Exactly the lines from the one holding "Mark one point per instance of the dirt ground." to the end of the listing, both ends included, make up the expected answer.

| Material for the task |
--------------------------------------------------
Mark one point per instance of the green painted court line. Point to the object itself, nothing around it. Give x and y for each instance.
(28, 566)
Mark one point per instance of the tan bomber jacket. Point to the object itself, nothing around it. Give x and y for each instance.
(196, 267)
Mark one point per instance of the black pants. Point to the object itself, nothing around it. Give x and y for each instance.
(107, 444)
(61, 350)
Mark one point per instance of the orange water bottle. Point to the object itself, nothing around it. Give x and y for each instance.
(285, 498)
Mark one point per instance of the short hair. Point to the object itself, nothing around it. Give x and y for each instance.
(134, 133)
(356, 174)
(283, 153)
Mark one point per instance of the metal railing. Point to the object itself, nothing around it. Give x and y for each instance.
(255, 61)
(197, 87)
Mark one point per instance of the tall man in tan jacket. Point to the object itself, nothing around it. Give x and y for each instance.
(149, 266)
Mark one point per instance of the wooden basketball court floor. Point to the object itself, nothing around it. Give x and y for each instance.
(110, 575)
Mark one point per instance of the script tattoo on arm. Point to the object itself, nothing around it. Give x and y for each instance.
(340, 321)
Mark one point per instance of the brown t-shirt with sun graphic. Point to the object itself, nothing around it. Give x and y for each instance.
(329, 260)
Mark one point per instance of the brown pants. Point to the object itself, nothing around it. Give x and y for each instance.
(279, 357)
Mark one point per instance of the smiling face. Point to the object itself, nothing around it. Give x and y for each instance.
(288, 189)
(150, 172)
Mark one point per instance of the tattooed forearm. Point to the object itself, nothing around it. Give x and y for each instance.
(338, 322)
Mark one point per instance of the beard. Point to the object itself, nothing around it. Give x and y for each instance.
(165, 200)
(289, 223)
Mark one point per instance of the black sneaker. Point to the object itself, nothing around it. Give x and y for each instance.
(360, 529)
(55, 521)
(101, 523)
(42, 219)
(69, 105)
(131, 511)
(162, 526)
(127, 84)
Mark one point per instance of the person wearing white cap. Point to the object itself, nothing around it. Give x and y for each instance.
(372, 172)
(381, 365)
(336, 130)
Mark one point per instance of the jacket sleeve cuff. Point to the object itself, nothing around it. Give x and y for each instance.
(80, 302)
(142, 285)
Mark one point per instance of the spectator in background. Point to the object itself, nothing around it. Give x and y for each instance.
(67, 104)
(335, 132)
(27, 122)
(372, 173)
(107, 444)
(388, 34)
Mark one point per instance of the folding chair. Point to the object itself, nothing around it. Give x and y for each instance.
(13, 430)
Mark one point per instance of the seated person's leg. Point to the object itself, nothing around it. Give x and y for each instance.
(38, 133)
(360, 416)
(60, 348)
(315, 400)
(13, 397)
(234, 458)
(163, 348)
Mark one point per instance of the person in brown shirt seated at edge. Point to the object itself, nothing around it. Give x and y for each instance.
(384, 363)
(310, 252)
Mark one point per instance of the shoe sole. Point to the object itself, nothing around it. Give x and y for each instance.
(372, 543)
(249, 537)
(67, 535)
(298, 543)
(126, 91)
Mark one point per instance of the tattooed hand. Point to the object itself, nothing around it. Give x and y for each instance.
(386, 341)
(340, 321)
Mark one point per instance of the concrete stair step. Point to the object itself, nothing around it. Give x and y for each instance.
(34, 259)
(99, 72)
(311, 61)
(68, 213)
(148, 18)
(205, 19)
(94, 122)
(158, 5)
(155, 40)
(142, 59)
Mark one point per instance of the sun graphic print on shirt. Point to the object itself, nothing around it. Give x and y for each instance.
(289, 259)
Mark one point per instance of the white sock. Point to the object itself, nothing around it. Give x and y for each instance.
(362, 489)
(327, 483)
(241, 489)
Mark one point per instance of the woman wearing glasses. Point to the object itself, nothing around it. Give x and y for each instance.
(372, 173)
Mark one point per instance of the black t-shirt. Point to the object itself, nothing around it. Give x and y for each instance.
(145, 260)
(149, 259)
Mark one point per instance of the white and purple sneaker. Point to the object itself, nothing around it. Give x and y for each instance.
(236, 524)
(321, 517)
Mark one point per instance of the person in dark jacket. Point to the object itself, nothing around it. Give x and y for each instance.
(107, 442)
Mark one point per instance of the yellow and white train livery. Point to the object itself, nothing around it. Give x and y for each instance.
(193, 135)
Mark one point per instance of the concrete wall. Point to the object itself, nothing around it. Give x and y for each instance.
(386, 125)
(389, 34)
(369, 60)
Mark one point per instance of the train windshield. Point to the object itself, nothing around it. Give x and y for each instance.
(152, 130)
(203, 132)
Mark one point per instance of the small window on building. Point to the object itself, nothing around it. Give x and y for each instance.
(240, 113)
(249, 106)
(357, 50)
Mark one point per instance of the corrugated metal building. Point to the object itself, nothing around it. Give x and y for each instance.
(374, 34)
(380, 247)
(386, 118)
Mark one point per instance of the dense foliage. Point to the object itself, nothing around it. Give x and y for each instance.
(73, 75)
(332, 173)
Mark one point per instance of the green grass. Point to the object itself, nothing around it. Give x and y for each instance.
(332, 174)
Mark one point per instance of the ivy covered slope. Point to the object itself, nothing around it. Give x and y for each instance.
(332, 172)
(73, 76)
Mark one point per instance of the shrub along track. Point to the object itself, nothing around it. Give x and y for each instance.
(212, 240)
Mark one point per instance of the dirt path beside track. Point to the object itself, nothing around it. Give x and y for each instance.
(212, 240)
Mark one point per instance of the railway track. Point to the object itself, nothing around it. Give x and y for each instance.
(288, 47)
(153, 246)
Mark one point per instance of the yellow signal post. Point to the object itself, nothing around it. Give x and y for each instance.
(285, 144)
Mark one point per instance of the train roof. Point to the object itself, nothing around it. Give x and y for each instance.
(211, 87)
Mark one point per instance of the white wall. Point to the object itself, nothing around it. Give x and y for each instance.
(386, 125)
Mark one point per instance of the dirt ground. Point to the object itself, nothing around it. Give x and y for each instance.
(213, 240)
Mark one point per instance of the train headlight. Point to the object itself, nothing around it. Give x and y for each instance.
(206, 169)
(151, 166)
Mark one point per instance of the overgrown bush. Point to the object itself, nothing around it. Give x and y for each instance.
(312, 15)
--------------------------------------------------
| Answer below |
Mark one point per instance of the dirt ground. Point to the object itself, nothing around it. Give x and y for each instance.
(213, 240)
Mark one point per instance of the train headlight. Point to the object itself, nothing around it. Give x and y for each instance.
(206, 169)
(151, 166)
Mark one point per instance of the overgrown bush. Point to the object itself, nothing around it. Give x and y for each instance.
(312, 15)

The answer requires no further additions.